→ **Written exercise**: Please give the listing below as a Markdown table with columns "Row" and "Text," beginning at the line that has "Zoom in on green stem." and stopping after the last line of the listing. Number each line in order, skip blank lines, and leave out the pictures.

Image annotation data:
_ _ _ _
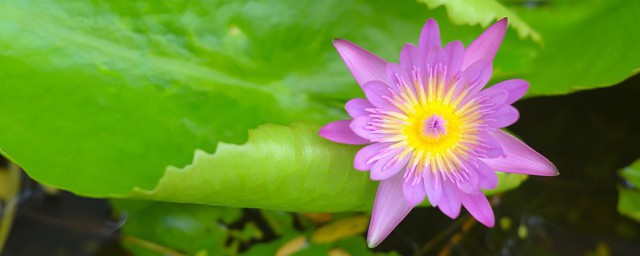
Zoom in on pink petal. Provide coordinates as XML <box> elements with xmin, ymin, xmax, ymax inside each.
<box><xmin>456</xmin><ymin>163</ymin><xmax>480</xmax><ymax>193</ymax></box>
<box><xmin>482</xmin><ymin>130</ymin><xmax>558</xmax><ymax>176</ymax></box>
<box><xmin>476</xmin><ymin>161</ymin><xmax>498</xmax><ymax>189</ymax></box>
<box><xmin>482</xmin><ymin>79</ymin><xmax>529</xmax><ymax>105</ymax></box>
<box><xmin>367</xmin><ymin>174</ymin><xmax>413</xmax><ymax>248</ymax></box>
<box><xmin>344</xmin><ymin>98</ymin><xmax>374</xmax><ymax>118</ymax></box>
<box><xmin>477</xmin><ymin>134</ymin><xmax>504</xmax><ymax>158</ymax></box>
<box><xmin>423</xmin><ymin>169</ymin><xmax>442</xmax><ymax>207</ymax></box>
<box><xmin>444</xmin><ymin>41</ymin><xmax>464</xmax><ymax>75</ymax></box>
<box><xmin>333</xmin><ymin>39</ymin><xmax>387</xmax><ymax>86</ymax></box>
<box><xmin>362</xmin><ymin>81</ymin><xmax>397</xmax><ymax>110</ymax></box>
<box><xmin>318</xmin><ymin>120</ymin><xmax>370</xmax><ymax>145</ymax></box>
<box><xmin>402</xmin><ymin>177</ymin><xmax>427</xmax><ymax>207</ymax></box>
<box><xmin>438</xmin><ymin>181</ymin><xmax>461</xmax><ymax>219</ymax></box>
<box><xmin>427</xmin><ymin>47</ymin><xmax>449</xmax><ymax>67</ymax></box>
<box><xmin>387</xmin><ymin>63</ymin><xmax>415</xmax><ymax>93</ymax></box>
<box><xmin>462</xmin><ymin>60</ymin><xmax>493</xmax><ymax>95</ymax></box>
<box><xmin>370</xmin><ymin>154</ymin><xmax>409</xmax><ymax>180</ymax></box>
<box><xmin>349</xmin><ymin>116</ymin><xmax>382</xmax><ymax>140</ymax></box>
<box><xmin>490</xmin><ymin>105</ymin><xmax>520</xmax><ymax>128</ymax></box>
<box><xmin>460</xmin><ymin>192</ymin><xmax>495</xmax><ymax>227</ymax></box>
<box><xmin>400</xmin><ymin>44</ymin><xmax>422</xmax><ymax>70</ymax></box>
<box><xmin>462</xmin><ymin>18</ymin><xmax>509</xmax><ymax>69</ymax></box>
<box><xmin>418</xmin><ymin>19</ymin><xmax>442</xmax><ymax>54</ymax></box>
<box><xmin>353</xmin><ymin>143</ymin><xmax>391</xmax><ymax>171</ymax></box>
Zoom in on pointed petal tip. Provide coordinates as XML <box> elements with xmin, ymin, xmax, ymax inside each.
<box><xmin>367</xmin><ymin>234</ymin><xmax>382</xmax><ymax>249</ymax></box>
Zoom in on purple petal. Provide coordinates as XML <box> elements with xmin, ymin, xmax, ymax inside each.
<box><xmin>490</xmin><ymin>105</ymin><xmax>520</xmax><ymax>128</ymax></box>
<box><xmin>349</xmin><ymin>116</ymin><xmax>382</xmax><ymax>140</ymax></box>
<box><xmin>482</xmin><ymin>130</ymin><xmax>558</xmax><ymax>176</ymax></box>
<box><xmin>482</xmin><ymin>79</ymin><xmax>529</xmax><ymax>105</ymax></box>
<box><xmin>333</xmin><ymin>39</ymin><xmax>387</xmax><ymax>86</ymax></box>
<box><xmin>387</xmin><ymin>63</ymin><xmax>415</xmax><ymax>93</ymax></box>
<box><xmin>427</xmin><ymin>47</ymin><xmax>449</xmax><ymax>67</ymax></box>
<box><xmin>370</xmin><ymin>154</ymin><xmax>409</xmax><ymax>180</ymax></box>
<box><xmin>353</xmin><ymin>143</ymin><xmax>391</xmax><ymax>171</ymax></box>
<box><xmin>462</xmin><ymin>60</ymin><xmax>493</xmax><ymax>95</ymax></box>
<box><xmin>444</xmin><ymin>41</ymin><xmax>464</xmax><ymax>75</ymax></box>
<box><xmin>423</xmin><ymin>169</ymin><xmax>442</xmax><ymax>207</ymax></box>
<box><xmin>456</xmin><ymin>163</ymin><xmax>480</xmax><ymax>194</ymax></box>
<box><xmin>478</xmin><ymin>134</ymin><xmax>504</xmax><ymax>158</ymax></box>
<box><xmin>438</xmin><ymin>181</ymin><xmax>461</xmax><ymax>219</ymax></box>
<box><xmin>362</xmin><ymin>81</ymin><xmax>397</xmax><ymax>110</ymax></box>
<box><xmin>318</xmin><ymin>120</ymin><xmax>370</xmax><ymax>145</ymax></box>
<box><xmin>462</xmin><ymin>18</ymin><xmax>509</xmax><ymax>69</ymax></box>
<box><xmin>367</xmin><ymin>174</ymin><xmax>413</xmax><ymax>248</ymax></box>
<box><xmin>418</xmin><ymin>19</ymin><xmax>442</xmax><ymax>54</ymax></box>
<box><xmin>461</xmin><ymin>192</ymin><xmax>495</xmax><ymax>227</ymax></box>
<box><xmin>402</xmin><ymin>178</ymin><xmax>427</xmax><ymax>207</ymax></box>
<box><xmin>344</xmin><ymin>98</ymin><xmax>374</xmax><ymax>118</ymax></box>
<box><xmin>476</xmin><ymin>161</ymin><xmax>498</xmax><ymax>189</ymax></box>
<box><xmin>400</xmin><ymin>44</ymin><xmax>422</xmax><ymax>70</ymax></box>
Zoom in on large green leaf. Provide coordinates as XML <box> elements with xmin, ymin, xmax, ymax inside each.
<box><xmin>418</xmin><ymin>0</ymin><xmax>540</xmax><ymax>41</ymax></box>
<box><xmin>0</xmin><ymin>0</ymin><xmax>640</xmax><ymax>206</ymax></box>
<box><xmin>0</xmin><ymin>1</ymin><xmax>440</xmax><ymax>196</ymax></box>
<box><xmin>122</xmin><ymin>124</ymin><xmax>526</xmax><ymax>212</ymax></box>
<box><xmin>128</xmin><ymin>124</ymin><xmax>377</xmax><ymax>212</ymax></box>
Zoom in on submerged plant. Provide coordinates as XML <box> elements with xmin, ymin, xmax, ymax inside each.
<box><xmin>320</xmin><ymin>19</ymin><xmax>558</xmax><ymax>247</ymax></box>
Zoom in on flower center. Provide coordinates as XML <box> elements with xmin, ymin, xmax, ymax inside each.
<box><xmin>403</xmin><ymin>101</ymin><xmax>462</xmax><ymax>155</ymax></box>
<box><xmin>421</xmin><ymin>114</ymin><xmax>448</xmax><ymax>143</ymax></box>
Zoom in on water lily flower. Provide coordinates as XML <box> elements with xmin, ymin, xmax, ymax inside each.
<box><xmin>319</xmin><ymin>18</ymin><xmax>558</xmax><ymax>247</ymax></box>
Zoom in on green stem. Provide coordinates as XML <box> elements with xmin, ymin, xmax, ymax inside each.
<box><xmin>0</xmin><ymin>162</ymin><xmax>20</xmax><ymax>253</ymax></box>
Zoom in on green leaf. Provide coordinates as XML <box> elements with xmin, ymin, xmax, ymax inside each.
<box><xmin>128</xmin><ymin>124</ymin><xmax>377</xmax><ymax>212</ymax></box>
<box><xmin>498</xmin><ymin>0</ymin><xmax>640</xmax><ymax>95</ymax></box>
<box><xmin>418</xmin><ymin>0</ymin><xmax>640</xmax><ymax>96</ymax></box>
<box><xmin>0</xmin><ymin>0</ymin><xmax>444</xmax><ymax>196</ymax></box>
<box><xmin>418</xmin><ymin>0</ymin><xmax>540</xmax><ymax>41</ymax></box>
<box><xmin>618</xmin><ymin>160</ymin><xmax>640</xmax><ymax>222</ymax></box>
<box><xmin>127</xmin><ymin>124</ymin><xmax>526</xmax><ymax>212</ymax></box>
<box><xmin>0</xmin><ymin>0</ymin><xmax>640</xmax><ymax>206</ymax></box>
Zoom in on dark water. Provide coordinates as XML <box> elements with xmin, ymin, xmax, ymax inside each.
<box><xmin>3</xmin><ymin>76</ymin><xmax>640</xmax><ymax>255</ymax></box>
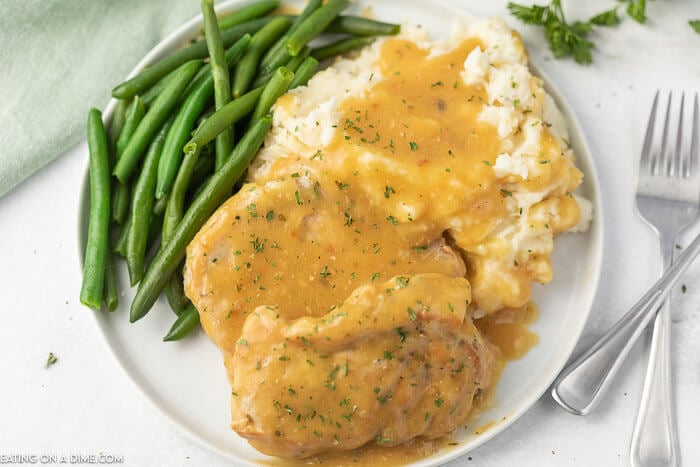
_ _ _ _
→ **Output of the exercise**:
| Row | Text |
|---|---|
| 1 | Zoom in on green stem. Provide coordinates as XML <box> elements with xmin, ymin, xmax, ymax inside each. |
| 2 | <box><xmin>0</xmin><ymin>162</ymin><xmax>20</xmax><ymax>253</ymax></box> |
| 3 | Zoom in on green leaf. Provide coordinates as XML <box> elements with xmin, ymin, xmax, ymax inside each. |
| 4 | <box><xmin>128</xmin><ymin>124</ymin><xmax>377</xmax><ymax>212</ymax></box> |
| 5 | <box><xmin>498</xmin><ymin>0</ymin><xmax>640</xmax><ymax>95</ymax></box> |
| 6 | <box><xmin>418</xmin><ymin>0</ymin><xmax>640</xmax><ymax>96</ymax></box> |
| 7 | <box><xmin>0</xmin><ymin>0</ymin><xmax>444</xmax><ymax>196</ymax></box> |
| 8 | <box><xmin>418</xmin><ymin>0</ymin><xmax>540</xmax><ymax>41</ymax></box> |
| 9 | <box><xmin>618</xmin><ymin>160</ymin><xmax>640</xmax><ymax>222</ymax></box> |
| 10 | <box><xmin>127</xmin><ymin>124</ymin><xmax>526</xmax><ymax>212</ymax></box> |
| 11 | <box><xmin>0</xmin><ymin>0</ymin><xmax>640</xmax><ymax>206</ymax></box> |
| 12 | Zoom in on dark water. Provide coordinates as XML <box> elements with xmin, ymin, xmax, ymax inside each. |
| 13 | <box><xmin>3</xmin><ymin>76</ymin><xmax>640</xmax><ymax>255</ymax></box> |